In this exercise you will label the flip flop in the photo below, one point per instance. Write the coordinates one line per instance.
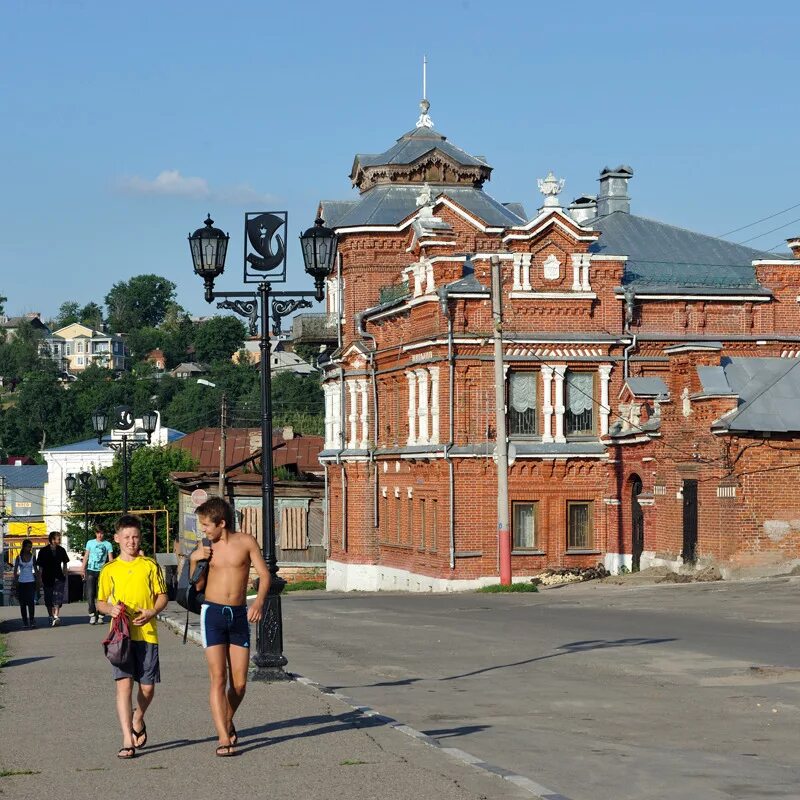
(139, 734)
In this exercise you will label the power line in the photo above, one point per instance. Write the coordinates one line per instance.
(763, 219)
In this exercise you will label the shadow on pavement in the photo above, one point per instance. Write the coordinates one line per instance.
(571, 647)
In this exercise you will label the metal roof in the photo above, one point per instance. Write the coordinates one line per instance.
(390, 205)
(664, 255)
(24, 476)
(642, 387)
(769, 394)
(414, 144)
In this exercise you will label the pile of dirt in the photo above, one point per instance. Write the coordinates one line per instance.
(564, 575)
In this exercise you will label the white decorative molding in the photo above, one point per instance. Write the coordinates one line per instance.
(604, 370)
(560, 371)
(550, 187)
(551, 268)
(547, 406)
(556, 352)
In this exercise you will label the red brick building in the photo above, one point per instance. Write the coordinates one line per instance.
(630, 350)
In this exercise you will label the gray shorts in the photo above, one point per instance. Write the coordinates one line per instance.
(144, 667)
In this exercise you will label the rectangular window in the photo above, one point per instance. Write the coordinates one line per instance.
(524, 528)
(580, 535)
(398, 521)
(433, 538)
(579, 402)
(522, 403)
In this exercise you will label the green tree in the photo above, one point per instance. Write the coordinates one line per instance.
(68, 312)
(149, 487)
(141, 301)
(218, 338)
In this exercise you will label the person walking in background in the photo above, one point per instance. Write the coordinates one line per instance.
(26, 580)
(134, 585)
(224, 617)
(52, 562)
(97, 553)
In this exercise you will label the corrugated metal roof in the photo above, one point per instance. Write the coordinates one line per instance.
(203, 445)
(24, 477)
(665, 255)
(769, 394)
(390, 205)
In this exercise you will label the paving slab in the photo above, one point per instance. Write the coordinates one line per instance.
(59, 733)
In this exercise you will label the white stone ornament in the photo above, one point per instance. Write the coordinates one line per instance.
(552, 268)
(551, 187)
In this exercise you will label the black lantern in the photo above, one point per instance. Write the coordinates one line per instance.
(149, 423)
(99, 423)
(209, 246)
(319, 254)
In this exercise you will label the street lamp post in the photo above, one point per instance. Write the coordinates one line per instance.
(262, 266)
(84, 481)
(127, 440)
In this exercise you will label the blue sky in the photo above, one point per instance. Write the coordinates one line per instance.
(124, 124)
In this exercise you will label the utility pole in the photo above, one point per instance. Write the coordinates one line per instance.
(501, 443)
(222, 444)
(2, 540)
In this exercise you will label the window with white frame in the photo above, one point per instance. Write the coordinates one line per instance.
(525, 533)
(580, 532)
(579, 402)
(522, 408)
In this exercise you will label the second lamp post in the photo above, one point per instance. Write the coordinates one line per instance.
(264, 265)
(84, 481)
(124, 437)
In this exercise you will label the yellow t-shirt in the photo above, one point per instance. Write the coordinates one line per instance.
(136, 583)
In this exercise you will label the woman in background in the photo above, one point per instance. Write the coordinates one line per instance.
(26, 579)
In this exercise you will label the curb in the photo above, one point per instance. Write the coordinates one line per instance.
(538, 792)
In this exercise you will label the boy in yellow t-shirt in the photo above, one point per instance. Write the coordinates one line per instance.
(133, 585)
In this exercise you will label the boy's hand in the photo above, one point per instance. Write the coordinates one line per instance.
(255, 612)
(144, 616)
(117, 609)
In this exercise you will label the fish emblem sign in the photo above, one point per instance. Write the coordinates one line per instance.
(266, 252)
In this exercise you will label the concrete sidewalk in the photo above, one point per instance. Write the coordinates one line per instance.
(59, 725)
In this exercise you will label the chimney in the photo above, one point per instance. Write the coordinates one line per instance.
(614, 190)
(583, 208)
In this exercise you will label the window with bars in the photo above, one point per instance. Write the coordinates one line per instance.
(580, 534)
(579, 402)
(522, 410)
(525, 529)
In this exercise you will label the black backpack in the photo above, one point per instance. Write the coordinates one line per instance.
(187, 595)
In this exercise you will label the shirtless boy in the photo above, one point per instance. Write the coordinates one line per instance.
(225, 618)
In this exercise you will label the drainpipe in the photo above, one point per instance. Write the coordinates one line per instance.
(364, 335)
(451, 376)
(628, 299)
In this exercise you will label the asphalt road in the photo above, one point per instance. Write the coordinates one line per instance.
(597, 692)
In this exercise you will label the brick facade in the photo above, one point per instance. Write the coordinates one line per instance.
(412, 484)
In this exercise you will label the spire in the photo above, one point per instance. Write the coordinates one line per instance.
(424, 120)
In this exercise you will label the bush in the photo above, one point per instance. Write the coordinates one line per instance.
(496, 588)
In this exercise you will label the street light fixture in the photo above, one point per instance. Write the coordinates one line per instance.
(84, 482)
(127, 439)
(264, 265)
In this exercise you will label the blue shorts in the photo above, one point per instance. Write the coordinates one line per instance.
(224, 625)
(144, 666)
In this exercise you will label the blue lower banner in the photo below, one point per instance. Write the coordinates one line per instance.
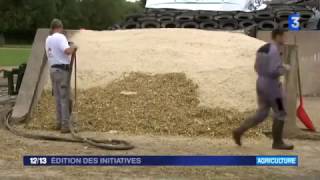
(160, 160)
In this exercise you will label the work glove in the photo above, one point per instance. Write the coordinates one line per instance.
(287, 67)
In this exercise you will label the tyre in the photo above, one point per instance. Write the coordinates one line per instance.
(305, 26)
(284, 25)
(209, 25)
(131, 25)
(283, 15)
(170, 24)
(229, 24)
(172, 14)
(212, 13)
(147, 18)
(246, 23)
(203, 17)
(243, 16)
(191, 25)
(223, 17)
(133, 17)
(267, 25)
(184, 18)
(264, 15)
(165, 18)
(150, 24)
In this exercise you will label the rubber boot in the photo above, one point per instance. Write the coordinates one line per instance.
(277, 130)
(64, 127)
(245, 126)
(58, 126)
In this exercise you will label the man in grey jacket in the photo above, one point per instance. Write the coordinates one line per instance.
(58, 52)
(269, 68)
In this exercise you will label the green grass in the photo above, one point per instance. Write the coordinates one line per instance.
(14, 55)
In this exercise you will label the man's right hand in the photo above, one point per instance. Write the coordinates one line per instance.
(287, 67)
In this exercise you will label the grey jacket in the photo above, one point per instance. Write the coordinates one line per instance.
(269, 68)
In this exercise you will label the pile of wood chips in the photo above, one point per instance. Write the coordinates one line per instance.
(137, 103)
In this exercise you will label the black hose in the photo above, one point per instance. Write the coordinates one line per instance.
(103, 144)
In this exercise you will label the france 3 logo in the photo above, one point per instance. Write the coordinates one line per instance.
(294, 22)
(38, 160)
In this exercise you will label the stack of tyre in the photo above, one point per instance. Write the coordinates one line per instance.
(271, 18)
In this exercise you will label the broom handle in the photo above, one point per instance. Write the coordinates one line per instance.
(298, 70)
(75, 81)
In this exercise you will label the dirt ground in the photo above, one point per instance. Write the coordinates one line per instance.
(13, 148)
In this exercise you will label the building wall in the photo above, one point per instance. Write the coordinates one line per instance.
(309, 56)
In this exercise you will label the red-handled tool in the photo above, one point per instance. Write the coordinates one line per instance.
(301, 113)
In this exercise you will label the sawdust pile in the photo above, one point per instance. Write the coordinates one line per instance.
(221, 63)
(164, 104)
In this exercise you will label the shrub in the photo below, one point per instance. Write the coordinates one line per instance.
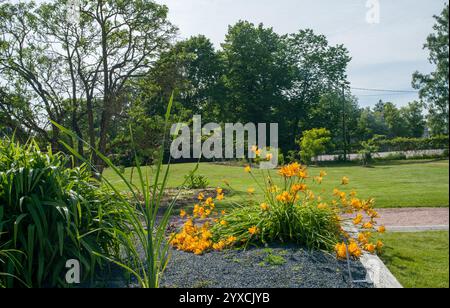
(50, 213)
(196, 181)
(314, 143)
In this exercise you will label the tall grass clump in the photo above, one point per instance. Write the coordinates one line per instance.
(146, 244)
(51, 212)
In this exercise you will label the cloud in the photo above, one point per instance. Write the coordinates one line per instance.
(384, 55)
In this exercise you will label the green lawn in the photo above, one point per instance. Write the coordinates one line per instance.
(398, 184)
(418, 260)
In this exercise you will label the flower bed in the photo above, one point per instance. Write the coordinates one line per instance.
(290, 213)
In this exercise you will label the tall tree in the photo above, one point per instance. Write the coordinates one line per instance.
(64, 65)
(316, 68)
(414, 119)
(434, 87)
(256, 72)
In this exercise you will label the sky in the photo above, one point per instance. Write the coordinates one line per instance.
(386, 48)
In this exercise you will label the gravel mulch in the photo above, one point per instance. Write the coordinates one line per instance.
(274, 267)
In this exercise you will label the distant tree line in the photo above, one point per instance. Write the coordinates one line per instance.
(117, 66)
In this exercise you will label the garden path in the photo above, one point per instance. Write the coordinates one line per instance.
(414, 219)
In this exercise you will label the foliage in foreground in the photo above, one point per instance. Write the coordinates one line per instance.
(290, 213)
(145, 241)
(50, 213)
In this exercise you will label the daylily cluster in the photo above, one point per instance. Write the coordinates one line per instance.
(364, 220)
(207, 229)
(197, 237)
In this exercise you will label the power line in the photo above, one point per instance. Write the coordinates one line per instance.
(383, 90)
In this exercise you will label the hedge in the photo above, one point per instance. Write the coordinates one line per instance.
(412, 144)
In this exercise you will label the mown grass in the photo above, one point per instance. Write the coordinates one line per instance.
(423, 183)
(418, 260)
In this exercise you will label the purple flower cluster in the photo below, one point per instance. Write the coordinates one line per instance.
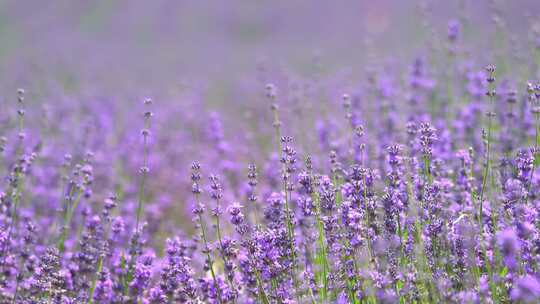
(418, 191)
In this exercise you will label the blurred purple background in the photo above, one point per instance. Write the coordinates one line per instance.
(115, 46)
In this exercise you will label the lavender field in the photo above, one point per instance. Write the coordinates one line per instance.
(270, 152)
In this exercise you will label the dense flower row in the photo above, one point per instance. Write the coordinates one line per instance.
(430, 198)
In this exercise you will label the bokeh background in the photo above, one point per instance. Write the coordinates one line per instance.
(140, 47)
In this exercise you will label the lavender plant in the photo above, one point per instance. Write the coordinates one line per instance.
(415, 197)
● ● ● ● ● ● ●
Task requirements: Please print exactly the lines from the one containing "In this exercise you will label the lavender plant" through the last line of the records, both included, and nothing else.

Written answer:
In this exercise you will label the lavender plant in the photo above, one point per instance. Write the coordinates one line per instance.
(415, 197)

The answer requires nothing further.